**EXERCISE DESCRIPTION:**
Copy out every item below line for line, without changing a word, and leave the pictures out of your copy.
=-=-=
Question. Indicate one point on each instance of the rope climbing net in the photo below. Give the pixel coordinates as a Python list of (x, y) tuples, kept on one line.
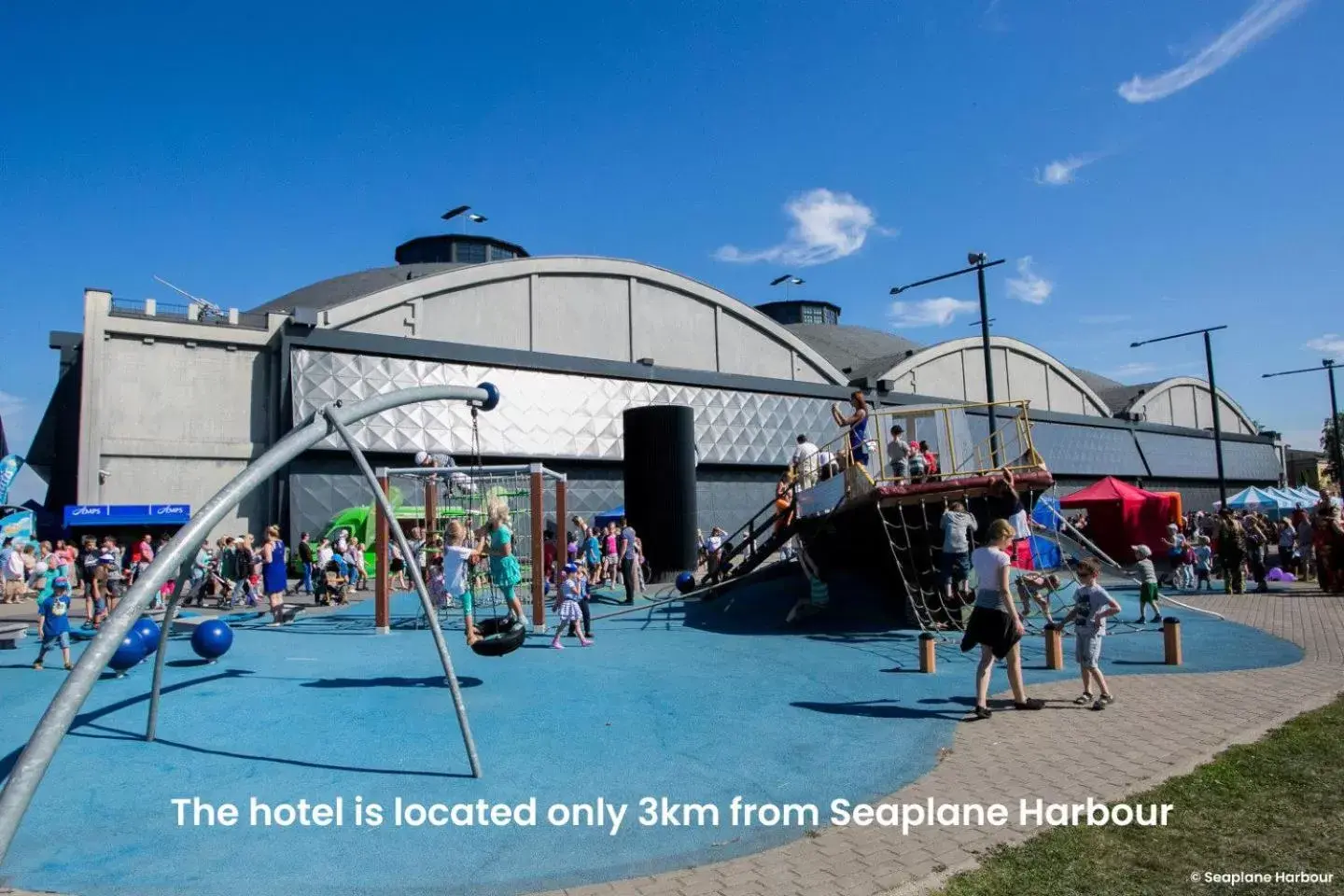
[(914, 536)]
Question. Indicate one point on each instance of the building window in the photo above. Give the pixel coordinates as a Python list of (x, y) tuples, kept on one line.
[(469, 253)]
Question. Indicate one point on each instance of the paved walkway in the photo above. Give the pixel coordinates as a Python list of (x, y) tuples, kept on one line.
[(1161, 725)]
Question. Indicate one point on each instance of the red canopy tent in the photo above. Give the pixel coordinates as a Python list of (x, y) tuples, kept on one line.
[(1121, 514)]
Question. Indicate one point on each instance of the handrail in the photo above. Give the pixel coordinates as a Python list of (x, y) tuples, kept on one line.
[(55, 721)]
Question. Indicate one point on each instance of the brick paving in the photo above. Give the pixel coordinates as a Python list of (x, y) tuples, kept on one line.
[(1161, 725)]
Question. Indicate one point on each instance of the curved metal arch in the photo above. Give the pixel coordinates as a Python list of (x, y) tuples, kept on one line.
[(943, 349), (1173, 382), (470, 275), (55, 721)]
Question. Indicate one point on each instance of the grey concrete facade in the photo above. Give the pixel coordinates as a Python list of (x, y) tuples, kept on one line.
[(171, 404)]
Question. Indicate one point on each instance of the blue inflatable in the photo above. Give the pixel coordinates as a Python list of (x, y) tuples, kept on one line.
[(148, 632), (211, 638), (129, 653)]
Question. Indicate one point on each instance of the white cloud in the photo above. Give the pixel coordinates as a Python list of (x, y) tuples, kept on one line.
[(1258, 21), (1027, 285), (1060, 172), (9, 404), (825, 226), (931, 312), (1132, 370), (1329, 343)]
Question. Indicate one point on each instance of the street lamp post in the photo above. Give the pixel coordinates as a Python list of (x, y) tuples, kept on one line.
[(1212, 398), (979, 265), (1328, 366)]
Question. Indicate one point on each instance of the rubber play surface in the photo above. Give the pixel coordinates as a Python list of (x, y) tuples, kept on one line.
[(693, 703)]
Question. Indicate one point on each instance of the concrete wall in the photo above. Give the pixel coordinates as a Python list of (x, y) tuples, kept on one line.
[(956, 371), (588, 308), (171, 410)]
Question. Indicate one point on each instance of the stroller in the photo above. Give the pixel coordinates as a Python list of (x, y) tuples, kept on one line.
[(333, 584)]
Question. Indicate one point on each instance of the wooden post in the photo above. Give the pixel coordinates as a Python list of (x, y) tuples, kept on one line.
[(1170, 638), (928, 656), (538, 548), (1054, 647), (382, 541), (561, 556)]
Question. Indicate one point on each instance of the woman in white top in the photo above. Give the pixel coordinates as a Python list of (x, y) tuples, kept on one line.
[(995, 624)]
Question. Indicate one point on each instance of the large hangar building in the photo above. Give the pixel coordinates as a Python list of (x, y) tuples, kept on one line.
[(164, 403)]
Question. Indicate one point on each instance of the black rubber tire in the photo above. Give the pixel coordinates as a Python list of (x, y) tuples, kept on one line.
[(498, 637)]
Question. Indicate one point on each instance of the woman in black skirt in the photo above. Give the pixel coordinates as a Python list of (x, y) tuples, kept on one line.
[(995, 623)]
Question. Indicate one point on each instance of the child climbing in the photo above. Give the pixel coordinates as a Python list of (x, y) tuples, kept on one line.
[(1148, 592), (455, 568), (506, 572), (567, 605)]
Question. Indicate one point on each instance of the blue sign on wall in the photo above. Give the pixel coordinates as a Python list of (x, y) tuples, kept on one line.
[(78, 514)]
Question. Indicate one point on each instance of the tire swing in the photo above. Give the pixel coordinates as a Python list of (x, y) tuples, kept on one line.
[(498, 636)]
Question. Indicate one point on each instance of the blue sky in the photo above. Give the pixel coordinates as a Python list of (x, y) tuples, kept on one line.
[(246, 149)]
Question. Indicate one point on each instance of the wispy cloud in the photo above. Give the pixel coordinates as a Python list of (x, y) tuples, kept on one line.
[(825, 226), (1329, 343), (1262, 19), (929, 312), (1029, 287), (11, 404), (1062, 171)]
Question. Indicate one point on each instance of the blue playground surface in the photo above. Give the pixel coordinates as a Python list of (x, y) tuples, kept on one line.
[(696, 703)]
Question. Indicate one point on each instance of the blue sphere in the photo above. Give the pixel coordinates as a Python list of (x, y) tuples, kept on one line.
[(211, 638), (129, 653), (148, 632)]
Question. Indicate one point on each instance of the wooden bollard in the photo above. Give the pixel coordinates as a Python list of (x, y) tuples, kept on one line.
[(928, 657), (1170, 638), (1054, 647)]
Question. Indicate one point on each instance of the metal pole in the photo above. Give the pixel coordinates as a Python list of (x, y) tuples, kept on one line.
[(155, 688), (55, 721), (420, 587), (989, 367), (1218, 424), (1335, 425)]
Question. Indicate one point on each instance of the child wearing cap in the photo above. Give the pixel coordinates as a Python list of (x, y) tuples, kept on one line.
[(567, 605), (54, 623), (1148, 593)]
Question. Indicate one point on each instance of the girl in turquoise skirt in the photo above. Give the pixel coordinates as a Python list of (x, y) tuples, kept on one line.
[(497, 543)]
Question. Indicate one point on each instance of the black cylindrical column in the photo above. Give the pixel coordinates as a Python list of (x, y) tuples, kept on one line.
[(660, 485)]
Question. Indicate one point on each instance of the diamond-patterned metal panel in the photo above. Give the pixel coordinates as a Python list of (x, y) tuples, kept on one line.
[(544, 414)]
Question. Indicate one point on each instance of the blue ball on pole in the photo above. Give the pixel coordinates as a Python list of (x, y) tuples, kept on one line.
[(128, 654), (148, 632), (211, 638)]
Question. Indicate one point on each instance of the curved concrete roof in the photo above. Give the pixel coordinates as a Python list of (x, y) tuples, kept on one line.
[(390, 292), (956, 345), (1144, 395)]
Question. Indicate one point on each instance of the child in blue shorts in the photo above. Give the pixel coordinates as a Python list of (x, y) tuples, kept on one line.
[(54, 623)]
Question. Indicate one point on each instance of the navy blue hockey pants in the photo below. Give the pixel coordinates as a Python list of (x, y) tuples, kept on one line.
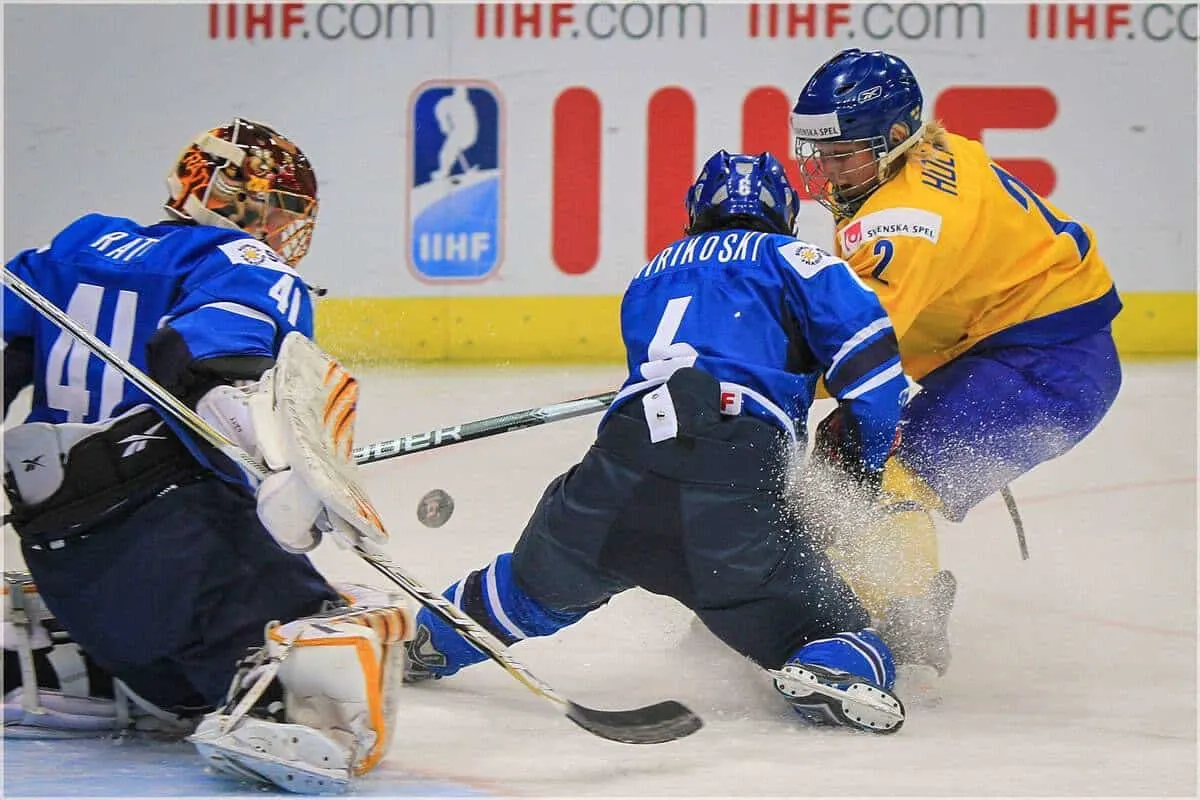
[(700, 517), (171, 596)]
=-=-=
**SOLUTION FOR THIS TASK:**
Question. Indicate one point on each instance of the rope climbing net in the photo below. Give the pixel coordinates as a Python list of (x, y) tuples, kept on one line.
[(914, 536)]
Question. Indicate one point on each instance of the building window in the photo above. Give the pixel coordinates as a Python list of (x, y) tuples, kept on one line.
[(469, 253)]
Question. Indicate one point on each instance of the paved walkway in the photo above. Give the pixel coordinates as a Python list of (x, y) tuples, kept on one line.
[(1161, 725)]
Question. Indicate one point on each instance of the red canopy tent in the photo above. Give the pixel coordinates as a Python list of (x, y) tuples, kept on one line.
[(1121, 514)]
Question. Indicate one point on each instance of the handrail in the photo above. Give the pixel coordinates as a Python list of (x, y) tuples, kept on one line.
[(55, 721)]
Question. Indicate one point on each instance of the brick paving in the photo above. Give the pixel coordinates as a Python list of (x, y) tuples, kept on one line.
[(1161, 725)]
Question. Indicate one point on each instance of the curved metal arch in the photo above. Give the pixel coordinates as a Python list of (x, y) tuples, kept on one line.
[(943, 349), (1173, 382), (470, 275), (55, 721)]
Question. Indicate one point on each instance of the grey concrete facade in the photo above. Give the pixel coordinates as a Python list of (x, y) tuples, kept on one line.
[(171, 404)]
Question. Indicate one point on each instance of the blue inflatable in the photo above. Give the pixel coordinates as a Python list of (x, y) tuples, kept on one line.
[(148, 632), (211, 638), (129, 653)]
Question. Indicate one point on each instance of the white cloud in the photo above. Give the pixel coordinates as a Python list of (x, y) tuples, kept on one line.
[(1258, 21), (1027, 285), (1060, 172), (9, 404), (825, 226), (931, 312), (1132, 370), (1329, 343)]
Question. Indicate one point on each instance of the street lamp post in the photo above. Give the pixel coordinates as a Python list of (x, y) tuples, kept on one line.
[(1212, 398), (979, 265), (1328, 366)]
Question. Indicate one point on each instance of the rubber play surface in the photo above. Give the pixel coordinates as a Python list of (x, y) tuples, kept on one line.
[(693, 703)]
Question. Indicate one point on each instance of the concrete wall in the photo above. Give the pixel coordinates as a Python list of (x, y) tuples, kept on one line.
[(956, 371), (588, 308), (171, 410)]
Question. Indicate one point on each instance of the stroller in the photo above. Give the pixel coordinates as a Python list of (x, y) tuples, kept on one line.
[(333, 584)]
Question. Indicate one point on each instance of the wooden post in the photo above. Give the pixel coordinates as a Python list of (x, y) tuples, kept on one line.
[(1170, 638), (928, 656), (538, 548), (1054, 647), (382, 541), (561, 556)]
Question. Indicate one point on each instance of the woman in white top in the photo above. Give the pixel coordinates as a Python list of (x, y) tuples, kept on one line.
[(995, 624)]
Question. Indicate one point on each instance of the large hangar building in the photo above. Give the pixel coordinates as a Python list of (x, y) tuples, kept on one line.
[(164, 403)]
Question. Indicate one point on each instance of the black rubber tire in the photo above. Give the pixel coordinates as a Python list of (x, y) tuples, kept on one line.
[(498, 637)]
Question. Indicate one point on each instance of the woman in black skirt in the photo above. Give the pixel coordinates as a Python list of (x, y) tuples, kept on one line.
[(995, 623)]
Question. Indicate one point on each instance of the child climbing in the photo above. Give the pixel coordinates as a Python list of (x, y) tuples, kept on one line.
[(1148, 592), (455, 568), (506, 572), (567, 605)]
Question. Indicate one point on each instance of the blue sign on wall in the photo above. Give the pixel coordinates as a Python list of (x, y) tuples, kept on one line.
[(78, 514)]
Question. Indicate one point on each instance of the tire swing in the photo above. Give the pixel coordinates as a Python list of (x, y) tuples, kept on one line.
[(498, 636)]
Question. Indicate one point on each instance of the blue sky in the photo above. Give the pixel coordinates as a Python list of (x, y) tuples, kept on one line.
[(246, 149)]
Question. Indicate one point on each instance of the wispy cloud in the photo above. Give the pixel coordinates as a Python list of (x, y) tuples, kept on one line.
[(825, 226), (1329, 343), (1262, 19), (929, 312), (1029, 287), (11, 404), (1062, 171)]
Question. Indicate one point on each instance of the blue playground surface in the photo above. Give the pixel coordinates as a Python list of (x, y) tuples, kept on one line.
[(696, 703)]
Question. Indicate one point on each instance of the blue sphere in the photo above. Give the pixel coordinates as a Python list of (x, y) tuples, kept on one line.
[(211, 638), (129, 653), (148, 632)]
Question. Indicate one point on each instance of the wooden bollard in the photo above. Give the pixel coordinates as a Python list of (x, y) tuples, kept on one line.
[(928, 657), (1170, 638), (1054, 647)]
Question. Indicate one point on each instance of the metal pole in the photo above. Give the pixel coordinates as a Python list of (x, y) tuples, kept on one line.
[(155, 688), (55, 721), (420, 587), (989, 367), (1218, 424), (1335, 425)]
Question. Indicate one point on each instance of the child wearing cap in the photo above. Give the pixel coordinates as a Python list of (x, y) tuples, kept on one line.
[(567, 605), (54, 623), (1148, 593)]
Question. Indicate one point on each instance of the girl in turquoise skirt in the photo above. Give the pixel coordinates as a Python list of (x, y) tuples, kept on one line.
[(497, 543)]
Question. Indicate one point on each instance of the black cylindrical column in the photo above. Give the pixel coordinates as a Python list of (x, y) tuples, kept on one line.
[(660, 485)]
Question. Indicate one point on each instance of the diamond-patterned metal panel in the photo above. Give the pixel coordinates as a Python list of (x, y) tuples, kept on one line.
[(544, 414)]
Question. Indicate one point on each instance of the blue ball on pole in the photo above. Give the pixel coordinates as a Python list of (x, y) tuples, kept on one line.
[(128, 654), (148, 632), (211, 638)]
Question. Indicate one point on each instance of the curved concrete roof in the photo above. Give the pixel coordinates as a Python list of (x, y) tuples, kept on one line.
[(390, 292), (956, 345), (1144, 395)]
Question. Indicate one point on each instance of the child in blue shorts in the photo above. Give the pixel coordinates as a Python list of (x, y) tuples, kept on one line.
[(54, 623)]
Question. Indicate one point on each instance of the navy blue hockey pants in the photo below. Give the pixel coordinates as a Python list of (x, y) tuples, kept on one line.
[(700, 517), (171, 596)]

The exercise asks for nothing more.